## Exercise description
Render the lines of the items below as a JSON list of strings, one string per line, with blank lines left out. Leave the pictures out of the answer.

Location labeling records:
○ ○ ○

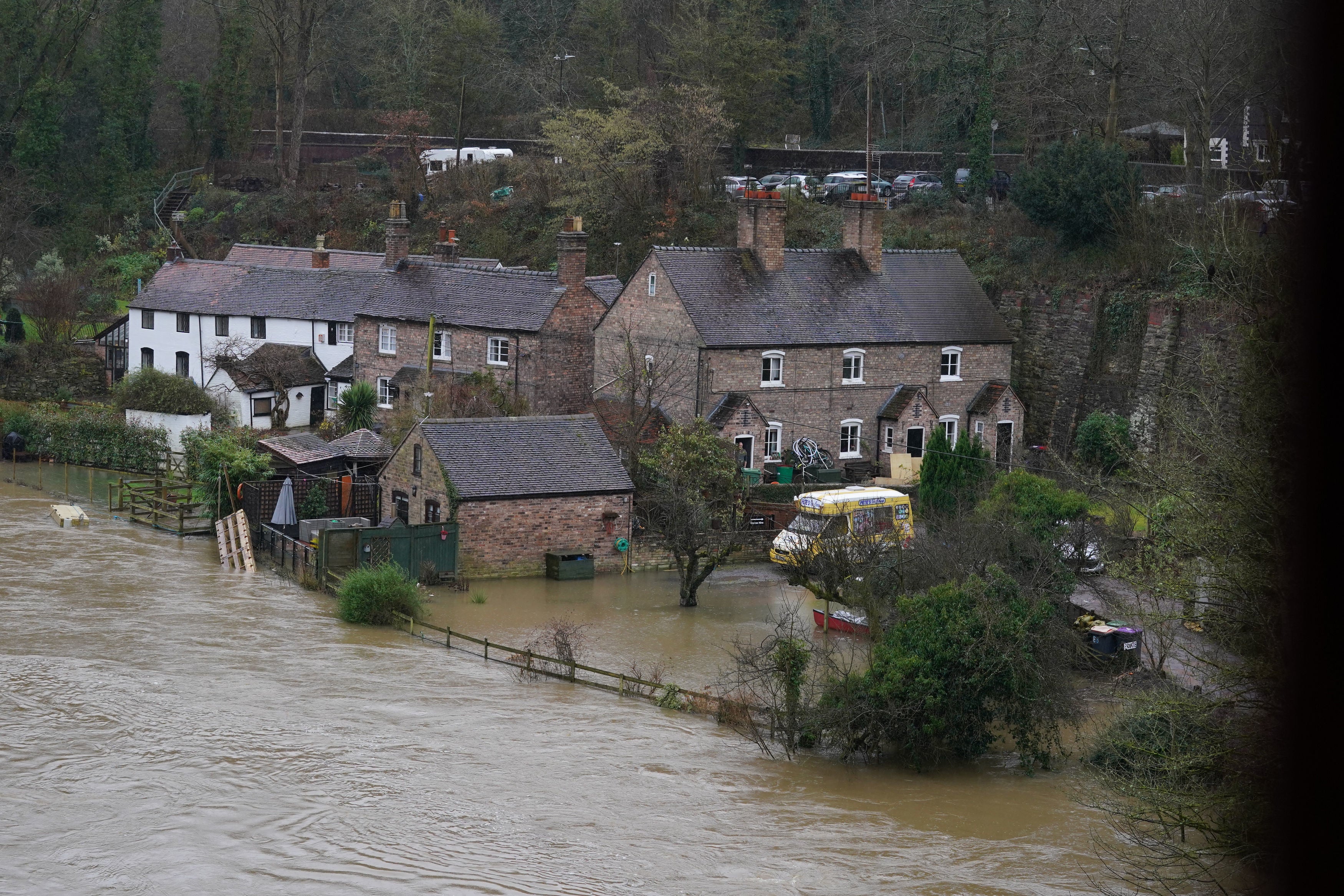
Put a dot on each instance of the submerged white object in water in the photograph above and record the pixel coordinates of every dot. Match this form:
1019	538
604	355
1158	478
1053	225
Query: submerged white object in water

○ ○ ○

## Result for this task
[
  "Put a dot on each instance of the submerged white object in water in the photograph above and record the pixel coordinates of every dot. Match this form:",
  "1019\t538",
  "604\t355",
  "1158\t478",
  "1053\t225",
  "Query: submerged white object in water"
]